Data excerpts
:::

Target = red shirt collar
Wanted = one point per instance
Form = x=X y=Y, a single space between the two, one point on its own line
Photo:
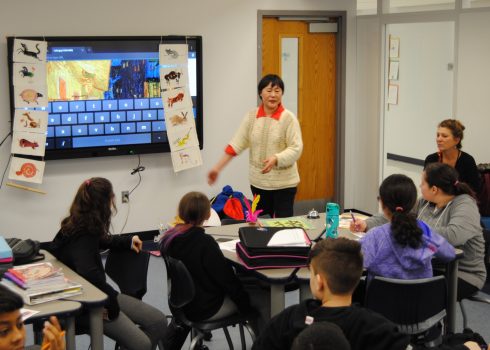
x=276 y=115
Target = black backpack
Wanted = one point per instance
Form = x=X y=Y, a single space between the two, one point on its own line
x=25 y=251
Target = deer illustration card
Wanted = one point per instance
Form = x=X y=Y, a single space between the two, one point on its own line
x=28 y=143
x=27 y=170
x=29 y=51
x=29 y=74
x=173 y=54
x=31 y=121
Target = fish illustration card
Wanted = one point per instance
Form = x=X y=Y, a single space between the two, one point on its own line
x=31 y=121
x=30 y=96
x=173 y=54
x=186 y=158
x=175 y=99
x=183 y=138
x=28 y=143
x=29 y=51
x=27 y=170
x=171 y=78
x=26 y=74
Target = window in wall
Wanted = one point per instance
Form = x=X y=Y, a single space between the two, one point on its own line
x=398 y=6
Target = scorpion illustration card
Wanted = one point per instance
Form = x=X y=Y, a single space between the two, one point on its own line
x=28 y=143
x=173 y=54
x=31 y=121
x=186 y=158
x=171 y=78
x=29 y=51
x=176 y=99
x=180 y=139
x=29 y=74
x=27 y=170
x=30 y=96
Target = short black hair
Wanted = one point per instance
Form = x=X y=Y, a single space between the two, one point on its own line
x=9 y=301
x=272 y=79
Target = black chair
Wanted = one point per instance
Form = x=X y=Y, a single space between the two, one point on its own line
x=416 y=306
x=181 y=291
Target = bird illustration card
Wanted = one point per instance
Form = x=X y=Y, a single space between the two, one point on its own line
x=29 y=51
x=173 y=54
x=171 y=78
x=30 y=96
x=183 y=138
x=27 y=170
x=26 y=74
x=176 y=99
x=31 y=121
x=186 y=158
x=28 y=143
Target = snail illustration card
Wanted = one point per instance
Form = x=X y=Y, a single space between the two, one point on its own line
x=183 y=138
x=175 y=99
x=173 y=77
x=30 y=96
x=29 y=51
x=27 y=170
x=28 y=143
x=186 y=158
x=29 y=74
x=173 y=54
x=31 y=121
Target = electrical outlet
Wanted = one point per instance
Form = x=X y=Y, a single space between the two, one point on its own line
x=125 y=196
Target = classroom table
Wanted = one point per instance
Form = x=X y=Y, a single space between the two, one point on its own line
x=91 y=297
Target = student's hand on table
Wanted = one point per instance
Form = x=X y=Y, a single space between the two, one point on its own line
x=358 y=226
x=54 y=336
x=136 y=244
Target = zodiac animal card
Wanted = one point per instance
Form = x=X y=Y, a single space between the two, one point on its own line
x=171 y=78
x=173 y=54
x=31 y=121
x=30 y=96
x=29 y=51
x=27 y=170
x=28 y=143
x=176 y=99
x=29 y=74
x=186 y=158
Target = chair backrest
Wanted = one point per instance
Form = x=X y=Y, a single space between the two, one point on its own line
x=414 y=305
x=129 y=270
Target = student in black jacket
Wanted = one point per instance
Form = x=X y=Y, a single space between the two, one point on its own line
x=335 y=270
x=84 y=232
x=218 y=291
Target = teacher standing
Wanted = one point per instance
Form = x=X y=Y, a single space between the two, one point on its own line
x=273 y=136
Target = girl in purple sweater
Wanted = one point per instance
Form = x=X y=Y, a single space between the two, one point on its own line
x=403 y=248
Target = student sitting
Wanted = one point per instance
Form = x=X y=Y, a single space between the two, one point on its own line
x=335 y=269
x=219 y=293
x=403 y=248
x=12 y=330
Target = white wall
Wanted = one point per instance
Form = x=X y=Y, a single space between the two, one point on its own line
x=229 y=30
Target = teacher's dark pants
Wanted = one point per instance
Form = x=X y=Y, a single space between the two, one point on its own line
x=276 y=203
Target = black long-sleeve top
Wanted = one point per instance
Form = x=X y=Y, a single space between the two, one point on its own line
x=212 y=274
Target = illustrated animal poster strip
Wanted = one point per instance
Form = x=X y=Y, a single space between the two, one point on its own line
x=29 y=74
x=31 y=121
x=173 y=77
x=27 y=170
x=30 y=96
x=173 y=54
x=29 y=51
x=186 y=158
x=180 y=139
x=28 y=143
x=174 y=99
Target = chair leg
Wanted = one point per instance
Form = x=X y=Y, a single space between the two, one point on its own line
x=228 y=338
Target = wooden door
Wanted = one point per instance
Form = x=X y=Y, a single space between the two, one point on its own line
x=316 y=100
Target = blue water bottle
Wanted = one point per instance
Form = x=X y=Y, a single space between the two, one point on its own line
x=332 y=211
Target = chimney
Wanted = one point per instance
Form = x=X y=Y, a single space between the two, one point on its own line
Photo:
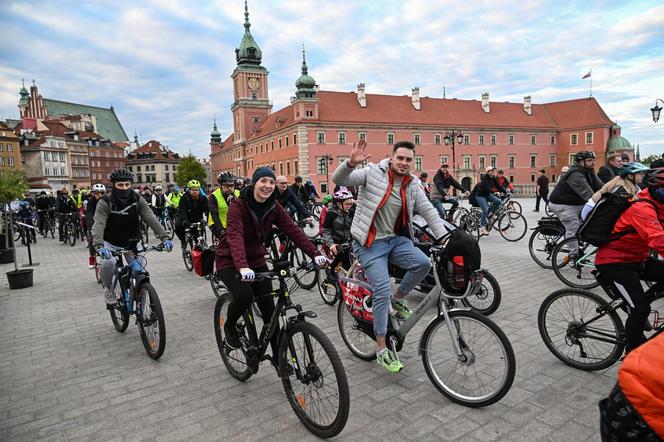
x=415 y=98
x=361 y=95
x=485 y=102
x=527 y=107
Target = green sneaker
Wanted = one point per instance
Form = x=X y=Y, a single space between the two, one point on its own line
x=400 y=306
x=387 y=360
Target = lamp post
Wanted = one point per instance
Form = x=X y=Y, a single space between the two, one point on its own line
x=450 y=138
x=656 y=110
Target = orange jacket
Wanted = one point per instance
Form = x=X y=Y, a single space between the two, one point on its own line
x=642 y=382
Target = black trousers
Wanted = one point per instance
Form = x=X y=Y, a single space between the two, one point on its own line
x=244 y=294
x=626 y=278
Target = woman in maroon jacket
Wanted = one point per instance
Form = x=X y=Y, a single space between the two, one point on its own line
x=241 y=250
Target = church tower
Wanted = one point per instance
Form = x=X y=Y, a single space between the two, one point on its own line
x=251 y=104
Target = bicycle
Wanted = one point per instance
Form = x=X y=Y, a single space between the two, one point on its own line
x=584 y=330
x=578 y=272
x=544 y=239
x=301 y=344
x=466 y=356
x=135 y=295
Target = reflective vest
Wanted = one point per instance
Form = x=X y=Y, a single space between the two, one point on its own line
x=222 y=205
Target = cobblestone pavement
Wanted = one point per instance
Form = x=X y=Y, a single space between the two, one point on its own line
x=66 y=374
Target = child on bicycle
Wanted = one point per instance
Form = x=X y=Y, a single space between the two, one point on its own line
x=241 y=250
x=117 y=222
x=626 y=261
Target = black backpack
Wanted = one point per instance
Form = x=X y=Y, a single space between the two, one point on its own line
x=597 y=227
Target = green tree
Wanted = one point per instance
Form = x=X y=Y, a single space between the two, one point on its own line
x=190 y=169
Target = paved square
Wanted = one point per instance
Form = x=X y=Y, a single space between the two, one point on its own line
x=66 y=374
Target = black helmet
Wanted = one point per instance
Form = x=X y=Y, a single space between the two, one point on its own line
x=121 y=175
x=583 y=155
x=226 y=177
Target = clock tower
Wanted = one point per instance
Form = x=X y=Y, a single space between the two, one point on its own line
x=251 y=105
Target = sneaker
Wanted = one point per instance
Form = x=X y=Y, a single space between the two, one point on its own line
x=232 y=338
x=401 y=307
x=387 y=360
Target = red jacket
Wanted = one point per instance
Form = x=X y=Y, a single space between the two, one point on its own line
x=649 y=235
x=640 y=379
x=242 y=246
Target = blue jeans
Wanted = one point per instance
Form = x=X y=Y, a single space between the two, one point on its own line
x=397 y=250
x=483 y=202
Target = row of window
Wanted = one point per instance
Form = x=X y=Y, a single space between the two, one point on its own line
x=439 y=139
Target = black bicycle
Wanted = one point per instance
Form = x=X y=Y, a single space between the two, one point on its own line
x=310 y=368
x=137 y=296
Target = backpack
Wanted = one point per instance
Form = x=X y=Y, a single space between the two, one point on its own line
x=597 y=227
x=461 y=257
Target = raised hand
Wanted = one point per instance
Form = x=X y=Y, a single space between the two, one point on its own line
x=358 y=154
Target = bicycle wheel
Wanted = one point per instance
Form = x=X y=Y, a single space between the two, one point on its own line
x=541 y=245
x=512 y=226
x=580 y=329
x=579 y=273
x=235 y=360
x=151 y=323
x=314 y=379
x=487 y=299
x=306 y=279
x=356 y=339
x=483 y=374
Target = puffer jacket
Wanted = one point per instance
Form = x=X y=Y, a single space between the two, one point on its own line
x=373 y=182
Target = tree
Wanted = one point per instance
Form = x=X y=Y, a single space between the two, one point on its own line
x=190 y=169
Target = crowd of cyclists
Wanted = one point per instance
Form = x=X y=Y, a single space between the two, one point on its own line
x=372 y=209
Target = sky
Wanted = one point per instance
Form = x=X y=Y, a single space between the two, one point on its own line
x=165 y=65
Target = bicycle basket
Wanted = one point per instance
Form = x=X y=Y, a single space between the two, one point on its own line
x=550 y=225
x=203 y=260
x=357 y=297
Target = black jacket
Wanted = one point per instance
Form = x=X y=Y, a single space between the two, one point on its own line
x=575 y=187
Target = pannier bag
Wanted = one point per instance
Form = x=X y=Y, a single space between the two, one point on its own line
x=202 y=260
x=461 y=257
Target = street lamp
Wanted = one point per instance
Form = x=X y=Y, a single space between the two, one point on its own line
x=656 y=110
x=451 y=137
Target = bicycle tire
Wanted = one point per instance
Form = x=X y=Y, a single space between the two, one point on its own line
x=550 y=242
x=472 y=361
x=486 y=301
x=240 y=373
x=153 y=335
x=305 y=279
x=512 y=222
x=569 y=330
x=317 y=379
x=560 y=261
x=358 y=342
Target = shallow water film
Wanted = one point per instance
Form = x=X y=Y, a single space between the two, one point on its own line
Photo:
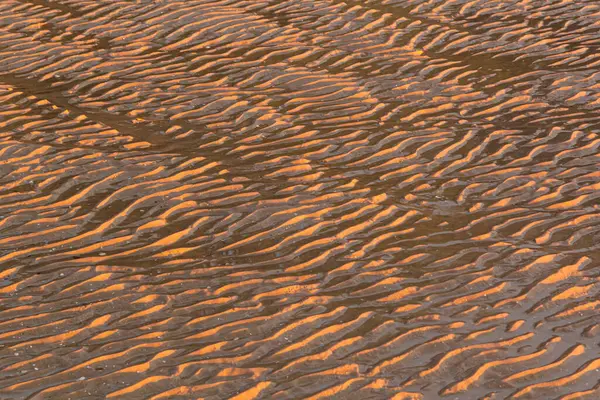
x=299 y=199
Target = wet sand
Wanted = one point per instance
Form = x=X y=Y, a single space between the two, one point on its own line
x=299 y=199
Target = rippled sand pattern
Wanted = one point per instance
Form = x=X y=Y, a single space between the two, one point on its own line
x=299 y=199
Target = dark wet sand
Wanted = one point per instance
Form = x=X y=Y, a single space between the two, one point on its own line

:::

**What this task involves**
Whenever the word "window" shows up in a line of the entries above, copy that line.

**Answer below**
Target = window in wall
Target = row of window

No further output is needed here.